**Excerto citado**:
--
17 Ago 2019 0:47

Ao descobrirmos esse filme prodigioso que é "Era uma Vez em Hollywood", não podemos deixar de reconhecer um aspecto muito particular: Quentin Tarantino continua a ser um mestre na arte de conjugar as acções com a música e, em particular, as canções. Dito de outro modo: não há canção, não há peça musical que surja como banal "pano de fundo" — tudo faz parte de uma dramaturgia hiper-controlada.

Vale a pena revisitarmos algumas memórias musicais de Tarantino, começando por um dos seus mais admirados compositores: o italiano Ennio Morricone. Em 2015, na sua oitava longa-metragem, “Os Oito Odiados”, Quentin Tarantino contou com uma banda sonora assinada, precisamente, por Morricone.



Para Tarantino, tratava-se do encontro com um mestre e, mais do que isso, da reinvenção de um modelo de espectáculo enraizado em memórias do “western spaghetti” e do cinema popular de Série B. Afinal, tudo tinha começado em 1992, com o emblemático “Cães Danados” — este é o som dos suecos Blue Swede, numa versão de um grande sucesso pop, “Hooked on a Feeling”, com data de 1974.


Os Blue Swede constituem um exemplo que vem do exterior dos EUA mas que, em qualquer caso, ilustra a relação de Tarantino com a música popular do seu país e, em particular, com os sons pop/rock, muitas vezes contaminados pelo Rhythm and Blues e a soul. Exemplo clássico entre os clássicos está no filme “Jackie Brown”, de 1997, com o lendário “Baby Love” — Diana Ross, Florence Ballard e Mary Wilson, ou seja, The Supremes.
--
**Dados fornecidos**:
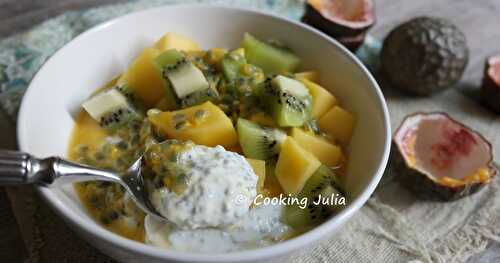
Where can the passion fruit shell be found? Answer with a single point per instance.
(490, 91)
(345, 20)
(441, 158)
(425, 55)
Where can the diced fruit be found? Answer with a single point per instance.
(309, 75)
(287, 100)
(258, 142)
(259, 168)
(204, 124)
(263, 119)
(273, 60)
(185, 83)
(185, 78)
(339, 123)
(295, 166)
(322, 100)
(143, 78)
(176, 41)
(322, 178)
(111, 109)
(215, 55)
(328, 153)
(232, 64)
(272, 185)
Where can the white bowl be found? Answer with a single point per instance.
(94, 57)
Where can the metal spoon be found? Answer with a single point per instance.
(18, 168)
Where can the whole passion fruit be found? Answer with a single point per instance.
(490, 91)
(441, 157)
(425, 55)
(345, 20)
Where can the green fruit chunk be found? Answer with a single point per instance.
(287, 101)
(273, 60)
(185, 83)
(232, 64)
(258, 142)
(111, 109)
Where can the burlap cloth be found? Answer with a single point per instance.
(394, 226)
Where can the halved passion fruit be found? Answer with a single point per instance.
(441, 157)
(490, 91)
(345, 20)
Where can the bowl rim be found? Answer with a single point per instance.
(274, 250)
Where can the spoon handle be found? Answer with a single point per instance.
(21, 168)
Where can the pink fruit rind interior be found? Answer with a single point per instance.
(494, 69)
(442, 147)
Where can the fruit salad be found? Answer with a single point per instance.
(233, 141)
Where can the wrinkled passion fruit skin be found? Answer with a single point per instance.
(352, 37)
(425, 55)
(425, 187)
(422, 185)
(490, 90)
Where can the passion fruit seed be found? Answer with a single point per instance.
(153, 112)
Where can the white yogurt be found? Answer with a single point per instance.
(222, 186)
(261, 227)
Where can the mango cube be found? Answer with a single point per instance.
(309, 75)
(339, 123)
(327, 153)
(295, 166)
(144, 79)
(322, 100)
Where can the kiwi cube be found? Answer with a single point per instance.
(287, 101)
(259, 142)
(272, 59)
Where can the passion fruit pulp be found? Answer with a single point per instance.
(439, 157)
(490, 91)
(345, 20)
--
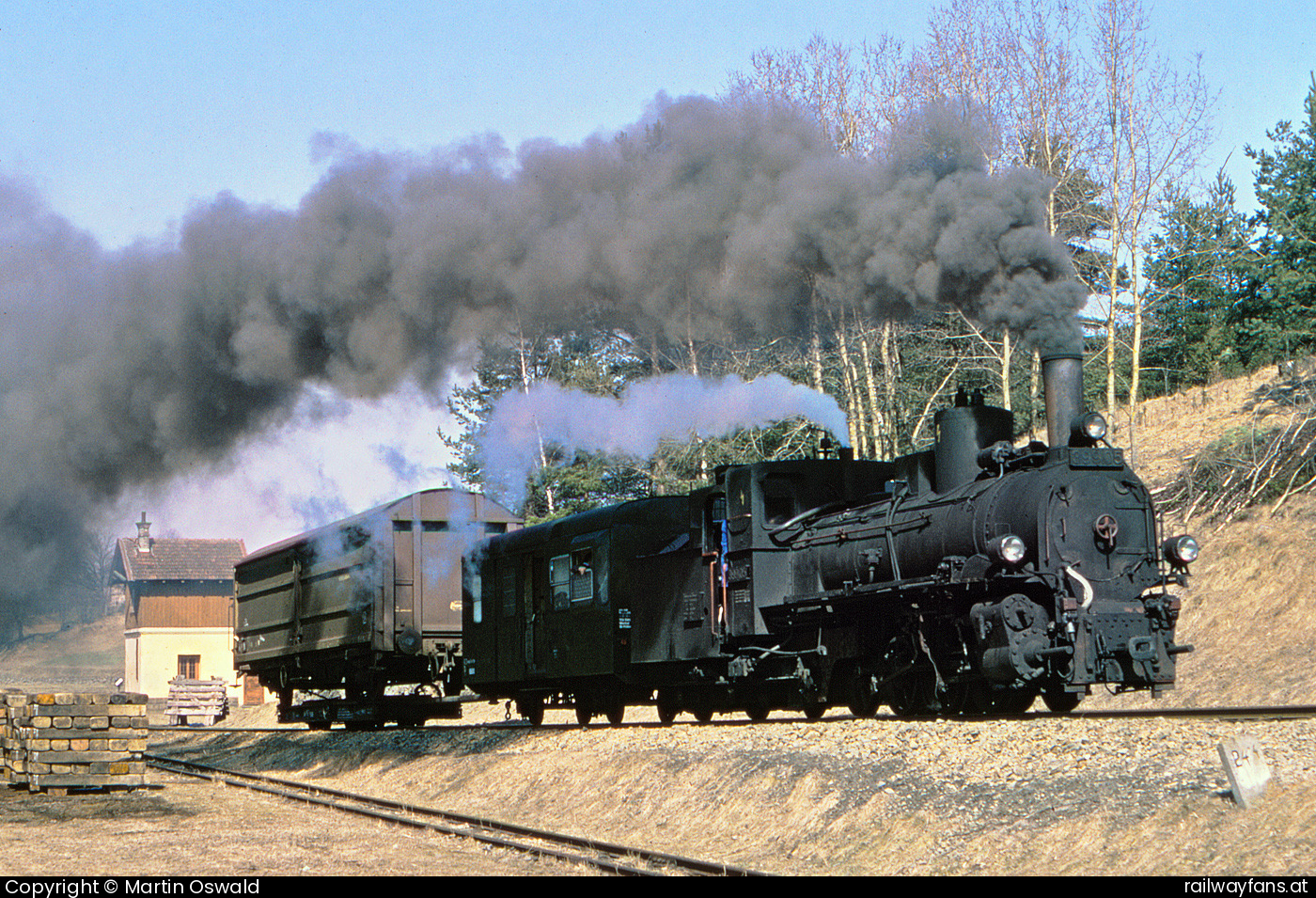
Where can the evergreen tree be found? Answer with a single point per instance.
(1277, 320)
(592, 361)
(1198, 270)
--
Retome o texto sobre a música nos filmes de Tarantino logo a seguir à sua última frase e dê-lhe continuação.

**Resposta do exercício**:
Na verdade, a música nunca é meramente ilustrativa ou decorativa. Ou seja: cada vez que surge uma canção na banda sonora, essa canção participa da própria acção, seja através da sua intensificação, seja num registo de ironia e distanciação. No caso de “Kill Bill”, um filme em duas partes, ou melhor, dois volumes (lançados em 2003-2004), Tarantino encenava Uma Thurman como perita em artes marciais e recorria mesmo à voz de Meiko Kaji, uma referência muito popular da música e do cinema do Japão.



Uma Thurman tornou-se uma referência fetiche do cinema de Tarantino ao contracenar com John Travolta em “Pulp Fiction”. Foi, afinal, o filme que deu ao nome de Tarantino uma dimensão popular e mítica, de algum modo desencadeada pela sua Palma de Ouro, em 1994, no Festival de Cannes. Numa cena inesquecível, Uma Thurman e Travolta dançavam ao som de “You Never Can Tell”, de Chuck Berry — que é como quem diz: um encontro de clássicos.



A banda sonora de "Era uma Vez em Hollywood" é mais um exemplo admirável de revisitação de uma época — neste caso, as atribulações cinematográficas, políticas e morais do ano de 1969 no interior dos EUA —, definindo uma ambiência musical que se articula com as peripécias da acção, os gestos dos actores, enfim, a vibração dos lugares.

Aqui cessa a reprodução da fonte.